Conference and Professional Development Grant Recipient: Kate Guan

9 September 2019

Could you tell us a bit about yourself and your research? 

After completing my PhD from UNSW in 2017, I joined the Translation Cancer Metabolism Laboratory in 2017 as a post-doctoral researcher. Led by Associate Professor Jeff Holst at the Centenary Institute, the Holst lab re-located to UNSW in 2018 based at the Lowy Cancer Research Centre. My current research focuses on amino acid transporters and cell metabolisms to elucidate nutrient stress pathways regulating melanoma survival, particularly in the setting of treatment resistance to BRAF inhibitors and immunotherapies. I also use multifaceted approaches to understand metabolic reprogramming of cancer cells which may offer therapeutic strategies that can be translated into the clinic to treat melanoma patients.

Could you tell us about the conference you went to and why you chose to attend this conference? (What is unique, unusual or particularly important about it?)

Cold Spring Harbor laboratory (CSHL) is renowned for its research programs, excellent short courses and workshops. The metabolomics course provides hands-on exercises, experiments and opportunities to learn the fundamentals of metabolomics from experts. There’s an excellent panel of leading scientists in their field who discuss their current research and shared their knowledge. With a small number of selected students per class, students can benefit from more focused discussions and interactions with the instructors. This is a great opportunity to both learn new techniques and establish new connections.

What would be the most important outcomes of the conference for you – key learnings, or people you met, new collaboration, etc.?

*Tasks for this exercise*.
1 – Name every university, institute, research center, and laboratory mentioned in the Kate Guan grant interview.
2 – Carry on the Kate Guan grant interview from the point at which it stops.

*Data provided*.
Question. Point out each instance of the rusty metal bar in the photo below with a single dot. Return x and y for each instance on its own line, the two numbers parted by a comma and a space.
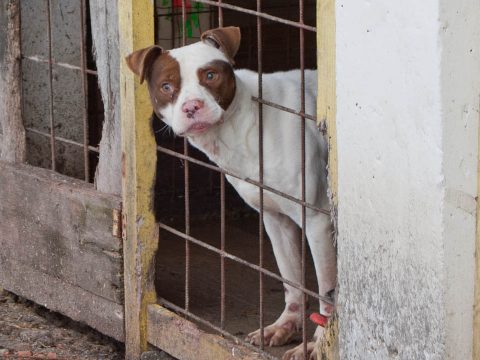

*Responses*.
1 –
UNSW
Translation Cancer Metabolism Laboratory (the Holst lab)
Centenary Institute
Lowy Cancer Research Centre
Cold Spring Harbor Laboratory (CSHL)

2 –
The CSHL course accelerated my understanding in the latest metabolomics techniques and data interpretation of metabolomics studies. In particular, generation and analysis of both gas-chromatography (GC) and liquid chromatography (LC) mass spectrometry data. Using MS approach to carry out targeted and untargeted metabolomics studies and determine glycolytic and respiratory rate by Seahorse XF analysis. Discussions with the course instructors were very helpful for setting up a more efficient metabolomic workflow to maximise the quality and the interpretation of our clinical data.

Could you tell us about your presentation at the conference?


Were there any new knowledge or strategies from the conference you found interesting and possibly an interest of other TCRN members?

A major discussion point during the course was the significance of metabolomics and how it has been redefined from biomarker identification method to the new discovery of drivers of biological processes. TCRN members should have some basic knowledge of the impact of metabolome and its close link to the phenotype of the biological process. Metabolomics techniques should be considered and utilised in certain studies as it can be a powerful discovery tool to find novel biomarkers or drivers which may offer therapeutic strategies that can be translated into the clinic to treat cancer patients.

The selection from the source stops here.